(Extracted records)
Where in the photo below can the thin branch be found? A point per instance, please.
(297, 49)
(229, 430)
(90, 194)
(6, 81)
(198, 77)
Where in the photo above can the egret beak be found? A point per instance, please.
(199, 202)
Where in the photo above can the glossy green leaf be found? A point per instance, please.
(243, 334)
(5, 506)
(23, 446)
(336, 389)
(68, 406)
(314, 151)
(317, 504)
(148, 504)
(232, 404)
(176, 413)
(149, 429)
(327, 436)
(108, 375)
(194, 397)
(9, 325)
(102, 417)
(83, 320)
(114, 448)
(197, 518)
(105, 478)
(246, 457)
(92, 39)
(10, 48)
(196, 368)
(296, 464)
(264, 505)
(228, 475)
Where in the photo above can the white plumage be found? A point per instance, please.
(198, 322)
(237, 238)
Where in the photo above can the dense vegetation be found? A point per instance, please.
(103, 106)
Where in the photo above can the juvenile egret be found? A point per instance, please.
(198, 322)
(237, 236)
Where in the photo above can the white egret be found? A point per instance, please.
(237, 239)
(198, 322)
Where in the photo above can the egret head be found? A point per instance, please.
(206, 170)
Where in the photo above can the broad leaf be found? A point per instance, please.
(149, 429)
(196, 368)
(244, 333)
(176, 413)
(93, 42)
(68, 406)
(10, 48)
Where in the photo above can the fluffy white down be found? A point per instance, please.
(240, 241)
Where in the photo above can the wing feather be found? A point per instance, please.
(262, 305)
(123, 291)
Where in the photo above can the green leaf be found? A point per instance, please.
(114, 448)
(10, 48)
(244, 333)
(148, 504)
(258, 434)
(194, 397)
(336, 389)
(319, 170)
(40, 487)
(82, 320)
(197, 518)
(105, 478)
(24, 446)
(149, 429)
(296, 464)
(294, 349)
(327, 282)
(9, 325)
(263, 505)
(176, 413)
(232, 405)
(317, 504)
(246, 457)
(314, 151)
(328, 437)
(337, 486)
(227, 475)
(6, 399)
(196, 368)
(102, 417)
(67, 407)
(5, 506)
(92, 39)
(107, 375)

# [STATED TASK]
Copy every item above word for word, in the same order.

# [SOLUTION FOR THIS TASK]
Where in the photo below can the thin branch be found? A point per instance, please.
(297, 49)
(229, 430)
(90, 194)
(6, 81)
(198, 77)
Where in the photo above can the egret beak be found? A point per instance, please.
(199, 202)
Where in the photo above can the glossy green leaf be found? A point per instance, please.
(243, 334)
(5, 506)
(23, 446)
(336, 389)
(68, 406)
(314, 151)
(317, 504)
(148, 504)
(232, 404)
(176, 413)
(149, 429)
(327, 436)
(108, 375)
(194, 397)
(9, 325)
(102, 417)
(83, 320)
(114, 448)
(197, 518)
(105, 478)
(246, 457)
(92, 39)
(10, 48)
(196, 368)
(296, 464)
(264, 505)
(228, 475)
Where in the photo above can the white plumage be found? A point per instance, please.
(198, 322)
(237, 238)
Where in the photo above can the dense vegetation be found? A point per instance, please.
(103, 106)
Where in the photo above can the juvenile egret be found? A point per instance, please.
(198, 322)
(237, 236)
Where in the photo above can the white egret be found? A point per instance, please.
(237, 239)
(198, 322)
Where in the photo above can the egret head be found? A point per instance, please.
(206, 170)
Where in the photo above can the broad leaf be found? A point per instance, please.
(149, 429)
(196, 368)
(244, 333)
(176, 413)
(93, 42)
(68, 406)
(10, 48)
Where in the photo above can the fluffy white down be found? A point per instance, please.
(240, 241)
Where in the photo above can the wing feather be found? A point per instance, please.
(262, 305)
(123, 291)
Where in the photo above can the green leaf be found? A point per instance, please.
(114, 448)
(10, 48)
(244, 333)
(148, 504)
(258, 434)
(194, 397)
(336, 389)
(319, 170)
(40, 487)
(82, 320)
(197, 518)
(105, 478)
(24, 446)
(149, 429)
(296, 464)
(294, 349)
(327, 282)
(9, 325)
(263, 505)
(176, 413)
(232, 405)
(317, 504)
(246, 457)
(314, 151)
(328, 437)
(337, 486)
(227, 475)
(6, 399)
(196, 368)
(102, 417)
(67, 407)
(5, 506)
(92, 39)
(107, 375)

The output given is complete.